- Exercise -
Using the entries below, return word for word the lines from the one containing "Reviewer note: every instance of the woman's long" up to and including the last.

- Items -
-=-=-

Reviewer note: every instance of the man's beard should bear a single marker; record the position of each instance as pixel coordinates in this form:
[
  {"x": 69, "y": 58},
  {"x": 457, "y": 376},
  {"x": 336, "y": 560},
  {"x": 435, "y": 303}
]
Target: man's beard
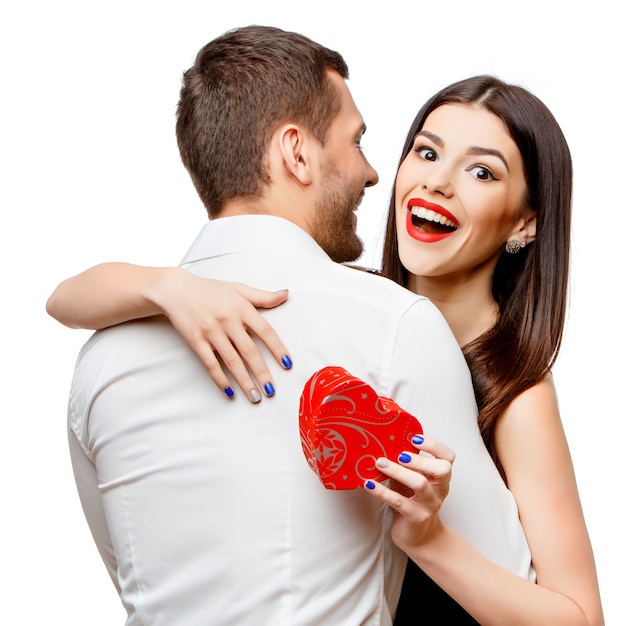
[{"x": 335, "y": 231}]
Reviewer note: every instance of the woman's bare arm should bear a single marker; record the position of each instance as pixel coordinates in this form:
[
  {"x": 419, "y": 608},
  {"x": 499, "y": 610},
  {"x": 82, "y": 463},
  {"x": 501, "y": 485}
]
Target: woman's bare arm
[{"x": 215, "y": 318}]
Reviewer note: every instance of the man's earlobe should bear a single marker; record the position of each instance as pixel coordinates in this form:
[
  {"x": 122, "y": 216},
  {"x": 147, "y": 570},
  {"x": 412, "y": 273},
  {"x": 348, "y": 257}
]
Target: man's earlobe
[{"x": 294, "y": 151}]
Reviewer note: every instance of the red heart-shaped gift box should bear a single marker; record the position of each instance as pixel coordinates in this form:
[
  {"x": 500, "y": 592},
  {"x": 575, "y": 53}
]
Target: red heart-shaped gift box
[{"x": 345, "y": 426}]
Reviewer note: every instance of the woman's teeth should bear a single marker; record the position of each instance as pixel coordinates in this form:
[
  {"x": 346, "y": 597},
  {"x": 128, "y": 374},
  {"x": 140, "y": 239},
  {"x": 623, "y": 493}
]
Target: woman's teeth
[{"x": 431, "y": 221}]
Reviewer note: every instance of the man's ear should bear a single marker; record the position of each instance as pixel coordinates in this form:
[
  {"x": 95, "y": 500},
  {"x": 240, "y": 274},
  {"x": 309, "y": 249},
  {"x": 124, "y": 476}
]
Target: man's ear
[
  {"x": 526, "y": 229},
  {"x": 296, "y": 148}
]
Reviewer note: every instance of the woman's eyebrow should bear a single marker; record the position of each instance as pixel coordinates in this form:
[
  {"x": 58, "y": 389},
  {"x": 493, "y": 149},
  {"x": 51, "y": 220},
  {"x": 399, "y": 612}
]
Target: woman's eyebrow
[
  {"x": 436, "y": 139},
  {"x": 478, "y": 150}
]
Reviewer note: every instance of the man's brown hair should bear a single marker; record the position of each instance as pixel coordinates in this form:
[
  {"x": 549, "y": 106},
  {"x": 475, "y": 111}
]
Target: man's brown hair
[{"x": 242, "y": 86}]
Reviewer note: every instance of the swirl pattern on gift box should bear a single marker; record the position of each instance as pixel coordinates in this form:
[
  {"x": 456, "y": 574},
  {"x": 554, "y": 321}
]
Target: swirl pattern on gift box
[{"x": 345, "y": 426}]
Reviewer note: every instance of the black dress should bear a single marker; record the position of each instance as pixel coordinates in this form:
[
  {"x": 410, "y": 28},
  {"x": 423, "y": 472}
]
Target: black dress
[{"x": 423, "y": 601}]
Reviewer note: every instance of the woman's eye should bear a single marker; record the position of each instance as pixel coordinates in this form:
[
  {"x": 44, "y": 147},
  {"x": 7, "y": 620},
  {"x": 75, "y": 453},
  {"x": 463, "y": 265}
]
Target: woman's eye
[
  {"x": 427, "y": 154},
  {"x": 480, "y": 172}
]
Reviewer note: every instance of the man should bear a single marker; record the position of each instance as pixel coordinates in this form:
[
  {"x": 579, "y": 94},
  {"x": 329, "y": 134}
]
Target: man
[{"x": 205, "y": 511}]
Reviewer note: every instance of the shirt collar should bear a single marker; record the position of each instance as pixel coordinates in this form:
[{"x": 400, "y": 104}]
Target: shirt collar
[{"x": 251, "y": 233}]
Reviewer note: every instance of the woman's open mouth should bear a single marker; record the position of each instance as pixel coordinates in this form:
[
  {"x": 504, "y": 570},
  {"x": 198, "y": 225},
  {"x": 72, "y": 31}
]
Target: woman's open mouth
[{"x": 429, "y": 222}]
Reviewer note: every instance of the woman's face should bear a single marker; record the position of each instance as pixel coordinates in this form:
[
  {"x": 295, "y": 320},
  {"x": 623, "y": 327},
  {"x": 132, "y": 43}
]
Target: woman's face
[{"x": 459, "y": 194}]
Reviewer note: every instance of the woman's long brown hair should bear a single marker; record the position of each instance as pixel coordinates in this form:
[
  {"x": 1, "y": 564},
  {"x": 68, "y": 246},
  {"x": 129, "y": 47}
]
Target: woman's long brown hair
[{"x": 530, "y": 287}]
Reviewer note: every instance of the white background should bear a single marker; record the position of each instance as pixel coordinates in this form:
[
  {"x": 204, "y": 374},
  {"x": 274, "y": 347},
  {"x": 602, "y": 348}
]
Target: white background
[{"x": 90, "y": 172}]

-=-=-

- Answer to this task -
Reviewer note: every instance of the woman's long brown hair should bear a single marker; record the position of each instance as pixel coordinates in this form:
[
  {"x": 1, "y": 564},
  {"x": 68, "y": 246},
  {"x": 129, "y": 47}
]
Target: woman's long brown hair
[{"x": 530, "y": 287}]
Reviewer note: every instance of the white background should bear a single marker; record the position of each instance as pixel coordinates in this form:
[
  {"x": 204, "y": 374},
  {"x": 274, "y": 347},
  {"x": 602, "y": 348}
]
Target: white background
[{"x": 90, "y": 172}]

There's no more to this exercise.